→ Exercise task
Swap "Put one marker" for "Place a single dot" wherever it occurs in the listing below, and reproduce every line otherwise unchanged. Leave the pictures out of your answer.

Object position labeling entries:

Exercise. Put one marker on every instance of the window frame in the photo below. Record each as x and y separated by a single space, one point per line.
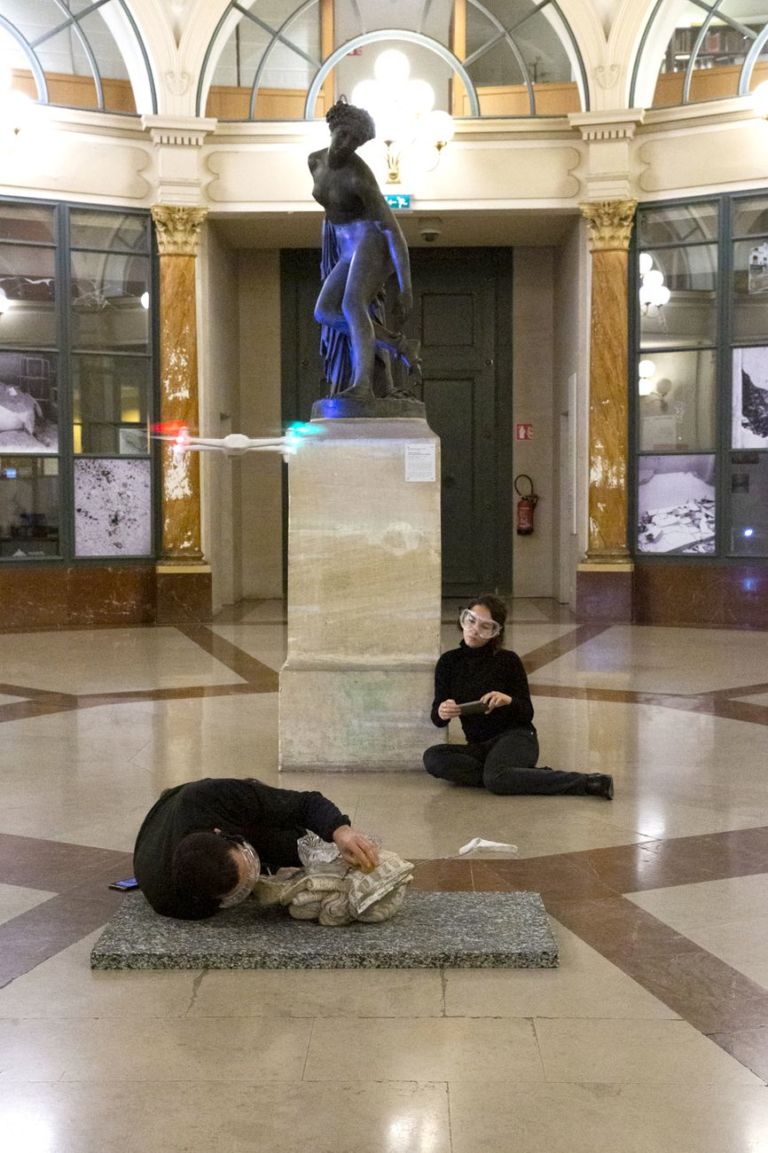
65 353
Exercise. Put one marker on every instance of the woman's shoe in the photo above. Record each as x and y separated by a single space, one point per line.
600 784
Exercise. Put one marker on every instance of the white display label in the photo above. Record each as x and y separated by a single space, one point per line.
421 461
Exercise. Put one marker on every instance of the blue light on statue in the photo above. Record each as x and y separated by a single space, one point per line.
299 429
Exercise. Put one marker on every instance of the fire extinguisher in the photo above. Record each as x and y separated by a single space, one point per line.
526 505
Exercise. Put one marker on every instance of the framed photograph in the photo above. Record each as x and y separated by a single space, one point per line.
676 504
758 269
29 409
750 398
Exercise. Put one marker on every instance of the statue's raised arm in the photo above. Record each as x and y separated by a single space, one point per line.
362 247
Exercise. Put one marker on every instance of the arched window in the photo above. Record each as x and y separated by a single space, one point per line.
278 60
701 50
84 54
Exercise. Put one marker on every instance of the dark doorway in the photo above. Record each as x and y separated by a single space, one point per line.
462 313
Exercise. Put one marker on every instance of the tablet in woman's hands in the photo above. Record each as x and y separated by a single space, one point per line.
469 707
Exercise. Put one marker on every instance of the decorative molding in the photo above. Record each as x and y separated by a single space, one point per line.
619 125
607 75
177 83
609 224
179 132
178 228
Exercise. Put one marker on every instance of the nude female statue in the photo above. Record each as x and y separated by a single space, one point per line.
362 247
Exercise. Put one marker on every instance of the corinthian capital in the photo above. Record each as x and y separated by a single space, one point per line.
609 224
178 228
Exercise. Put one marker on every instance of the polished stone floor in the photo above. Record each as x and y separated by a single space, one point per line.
650 1038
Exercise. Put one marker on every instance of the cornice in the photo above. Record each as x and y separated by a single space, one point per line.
182 132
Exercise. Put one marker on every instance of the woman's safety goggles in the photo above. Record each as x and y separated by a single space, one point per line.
246 887
481 625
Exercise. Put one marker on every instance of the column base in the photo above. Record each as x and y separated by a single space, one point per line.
604 592
355 718
183 594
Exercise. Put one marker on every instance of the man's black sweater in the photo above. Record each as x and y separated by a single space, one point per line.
271 820
466 675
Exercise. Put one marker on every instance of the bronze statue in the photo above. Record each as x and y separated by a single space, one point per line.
362 247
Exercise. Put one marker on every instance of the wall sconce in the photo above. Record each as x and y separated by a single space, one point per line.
404 113
654 292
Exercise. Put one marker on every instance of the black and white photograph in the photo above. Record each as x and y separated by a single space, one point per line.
29 412
676 504
758 269
750 398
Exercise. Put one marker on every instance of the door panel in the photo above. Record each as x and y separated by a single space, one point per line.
461 314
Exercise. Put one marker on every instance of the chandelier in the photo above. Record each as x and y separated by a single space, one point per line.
413 133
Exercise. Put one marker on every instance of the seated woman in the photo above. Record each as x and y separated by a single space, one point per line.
502 746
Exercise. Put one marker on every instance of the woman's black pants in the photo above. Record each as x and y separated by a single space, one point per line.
504 765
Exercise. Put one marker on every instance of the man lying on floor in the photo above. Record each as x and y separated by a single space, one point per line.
202 845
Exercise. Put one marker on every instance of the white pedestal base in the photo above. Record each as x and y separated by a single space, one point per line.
363 597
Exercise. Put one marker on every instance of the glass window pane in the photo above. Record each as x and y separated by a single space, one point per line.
676 504
110 405
110 301
750 398
748 494
23 221
679 224
29 506
750 289
112 231
28 287
751 217
689 314
676 401
29 402
112 509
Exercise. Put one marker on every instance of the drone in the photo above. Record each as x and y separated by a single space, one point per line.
235 444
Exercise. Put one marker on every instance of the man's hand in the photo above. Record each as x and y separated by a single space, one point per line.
448 709
496 700
355 848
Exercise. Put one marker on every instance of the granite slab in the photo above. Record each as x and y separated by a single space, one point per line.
431 931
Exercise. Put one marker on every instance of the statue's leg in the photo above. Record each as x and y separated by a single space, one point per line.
368 271
406 348
328 309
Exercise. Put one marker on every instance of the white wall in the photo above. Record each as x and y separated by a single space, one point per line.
219 358
260 495
571 406
533 325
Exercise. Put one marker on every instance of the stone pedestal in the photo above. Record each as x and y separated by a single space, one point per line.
363 596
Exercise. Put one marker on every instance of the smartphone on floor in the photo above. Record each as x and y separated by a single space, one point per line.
126 884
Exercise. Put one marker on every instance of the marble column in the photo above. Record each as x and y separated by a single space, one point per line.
183 583
363 596
604 580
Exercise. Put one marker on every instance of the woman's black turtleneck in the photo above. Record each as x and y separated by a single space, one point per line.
467 673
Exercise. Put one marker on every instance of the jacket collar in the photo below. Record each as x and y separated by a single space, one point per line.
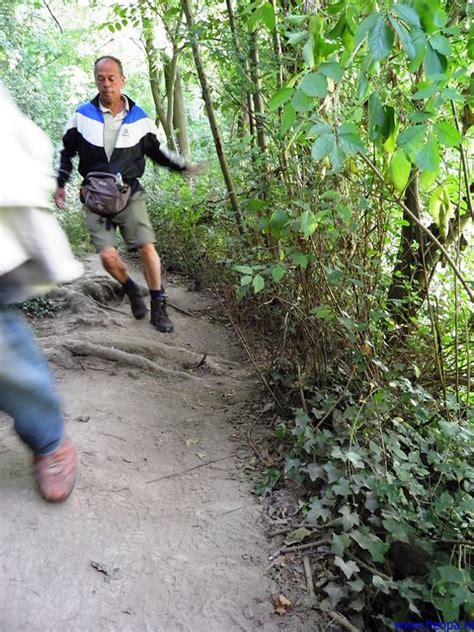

→ Expected answer
Exercise. Place a single dot on every instance of the window frame in the photo below. Record each as x and y separated by a single space, one point per line.
65 353
Exercise. Place a single dot on every instance of the woman's shoe in the photo above. Record each as x and y separated by a single space, one point per line.
600 784
Exercise. Place a single dot on every instance of the white display label in the photo above. Record each as x and y separated by a single space, one point per line.
421 461
Exercise. Place a single dot on every instance of the blue light on statue in the photo above. Record each as x and y separated by a single space, one point per line.
299 429
Exercise. Place a single dot on every instance of the fire extinguisher in the photo above. Record each as x and y separated by a single space, one point per line.
526 505
Exercise. Place a single dot on every instance of the framed photograph in the photo above. Record each as x and y separated by a single space, one point per line.
676 504
758 269
29 409
750 398
Exercise. Place a single dot on every instance of the statue's raised arm in the photo above. Record each as x and y separated by a single space, one point per line.
362 247
Exercise. Place a single dot on every instance of the arched window in the photo above. Record each as x and y separated by a single space, one point per line.
278 60
701 50
84 54
Exercise. Place a single dot on every instance of the dark doorway in the photo above. Record each as x and y separated by a single space, one point per line.
462 313
Exercise. Place a single dot on every instance of the tablet in woman's hands in the photo above. Record each as x and y separated by a single space, one point per line.
469 707
Exercise. Place a single dot on every instance of the decorative molding in the photo above. Record each as x and y separated by a single space, one point per line.
619 125
607 75
177 83
609 224
179 132
178 228
Exercise. Place a single dot on every instance of the nude female statue in the photo above. Record each as x and y separated by a single space, one point per line.
362 247
Exercise. Place a single dot on every instance of the corinthian capital in the photo above. Record each as x and y separated by a single space, one point per line.
609 224
178 228
Exercise. Place a single dot on every instance of the polished stone floor in the photo above. Record each as x and y separated by a single space, one point per line.
650 1038
Exercise. Place a single dot on every instance of the cornice in the photo above. Record each as x and y separated by a single space, one point per line.
182 132
Exercise. Place a single dot on every instance of the woman's safety goggles in the photo above. Record each as x and y separated by a single space, one point per line.
246 887
481 625
Exercise. Place a single dot on every instance of the column base in the photo above. Record each as x and y separated by a single space, one point per line.
604 592
355 718
183 594
Exercise. Place a single dot on every instance of the man's black sweater in the photo above. Record each as x and y separated by a single space, one point per line.
271 820
466 675
Exercise. Place a single dot on every instance of the bronze statue in the photo above. Record each as x and y separated by a single space, one point per line.
362 247
Exercise. Place a single dot on every instance of the wall sconce in the photo above. Record each as x and y separated by a single space, one point per line.
404 113
654 292
Exercise. Place a single dot on every instance of the black and white photograph in the photo above. Record each as x and y separated by a single space, one point per line.
29 412
676 504
758 269
750 398
Exercise. Place a single dot on every instance of the door panel in the photo above. Record each as x and y separated by a single space, one point per line.
461 314
Exercise. Place a single dot on every instance of the chandelier in the photo above. Record each as x and y separated by a single space, one point per line.
413 133
Exercise. Place a single dot on every instance of the seated woman in the photo above. Record each as x and y separated by a single space, one point per line.
502 746
Exercise. Place a single dot on every instance of the woman's black pants in the photo above. Record each as x and y separated by a single space, one point per line.
504 765
Exercise. Place a single dot on every instance of the man lying on floor in the photo above. Record each as x and y separated by a single space, one point per line.
202 845
Exercise. Place a single dot on every instance of the white pedestal base in the photo above. Record each as x and y separated by a single space, one point per line.
363 597
Exercise. Place a single dot on every instance of the glass window pane in the photo above. Record each as x and y separated by a single space, one point per line.
676 504
110 405
110 301
750 398
748 494
23 221
679 224
29 506
750 289
112 231
28 287
751 217
689 314
676 401
29 402
112 509
Exercise. Place a single dot on every instance of the drone in the photo above. Record each as x and y separated by a single space, one point per line.
235 444
Exercise. Place a single dot on every instance of the man's hand in the photo above. Record each as x and y separated by a single space, one point per line.
448 709
496 700
355 848
Exercise. Place a single dot on every instance of the granite slab in the photo above. Record each as x and y separated by a single space, one point per line.
431 931
Exercise. Place a single dot on every instance of the statue's leg in the photo above. Record each as x and y separated by a single space, one point per line.
368 271
406 348
328 309
Exercise. Place a single dot on every instance of the white wall in the photo above. Record each as x and y separated by a single space, one point per line.
219 358
260 495
571 406
533 325
Exercise. Place a single dot on every instance of the stone pedestal in the photo above. Record each as x and y separated by a single space, one point per line.
363 596
Exercise. Place a single dot on every instance of the smartphone on floor in the photo above. Record each as x and y separated by a single space, one point per line.
126 884
Exercise. Place a single dot on every instance of the marble column in the photo above. Record each as x and y separated by a single space, one point per line.
183 583
363 596
604 580
Exercise. Place a single dot on every instance of the woman's black turtleneck in the photo above. Record each as x and y separated by a single space, one point per line.
467 673
Exercise. Place a single dot on every instance of the jacket collar in the photo below. Record each as x and y separated by a single space, one point per line.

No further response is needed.